**Document**.
========================================================================
This is the more widely employed and reliable method. The design of SCSSV – surface control subsurface safety valve is typically aiming to operate independently of well conditions. This is because the downhole valve relies on hydraulic pressure. The pressure is supplied by a small 1/4″ monel control line strapped to the tubing to keep the valve open. This control line provides external opening energy, usually hydraulic or electric. Once this energy is lost, the valve will close immediately.
The valve is typically a ball-type valve or a flapper device. As an alternative, we can use an electrically operated valve. As with other subsurface safety valves, we can install and retrieve them by wireline (wireline retrievable). In addition, we can install it as an integral part of the tubing string (tubing retrievable)
Wells Types That Require Installation Of SCSSV
- Onshore gas-producing and injection wells
- Onshore flowing sour (H2S) oil/gas wells
- Certain onshore oil wells
- near major roads and or near populated areas
- near environmentally sensitive areas
- near security-sensitive areas
- Offshore flowing oil and gas production wells
- Offshore wells gas injection wells capable of flow
- Wells in earthquake-prone zones
Surface Control Subsurface Safety Valve Installation Techniques
There are two main versions of surface-controlled sub-surface safety valves:
- Wireline retrievable safety valves. (run and install them in a wireline nipple in the completion string after landing completion and installing the Christmas tree).
- Tubing retrievable safety valves (installed as an integral part of the completion string).
- Combination safety valves. We can find trolled subsurface safety valve on the market today that offers approximately the same advantages as the tubing and wireline retrievable valve (Fig. 3). A sleeve, a flapper, and a return spring are installed and integrated into the tubing. The jack is off-center and set in the equivalent of a side pocket mandrel. As a result, it is readily retrievable for maintenance by the same technique we use for gas-lift valves.
========================================================================
**Given information**.

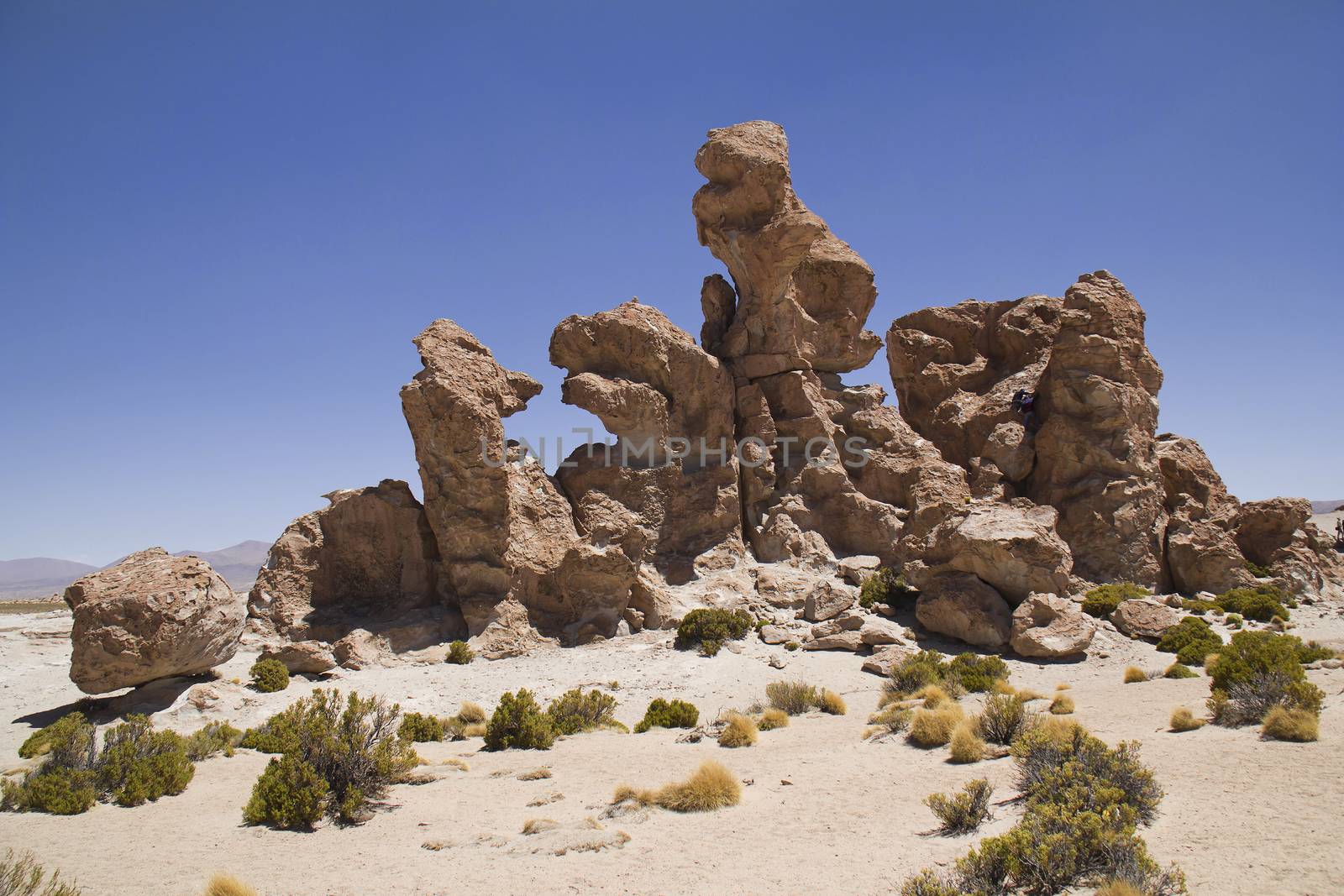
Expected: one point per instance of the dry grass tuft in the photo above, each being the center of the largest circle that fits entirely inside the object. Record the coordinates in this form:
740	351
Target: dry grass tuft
========================================================================
Rewrite the passage on surface-controlled subsurface safety valves starting at "This is the" and ending at "will close immediately.", changing every "hydraulic" to "pneumatic".

This is the more widely employed and reliable method. The design of SCSSV – surface control subsurface safety valve is typically aiming to operate independently of well conditions. This is because the downhole valve relies on pneumatic pressure. The pressure is supplied by a small 1/4″ monel control line strapped to the tubing to keep the valve open. This control line provides external opening energy, usually pneumatic or electric. Once this energy is lost, the valve will close immediately.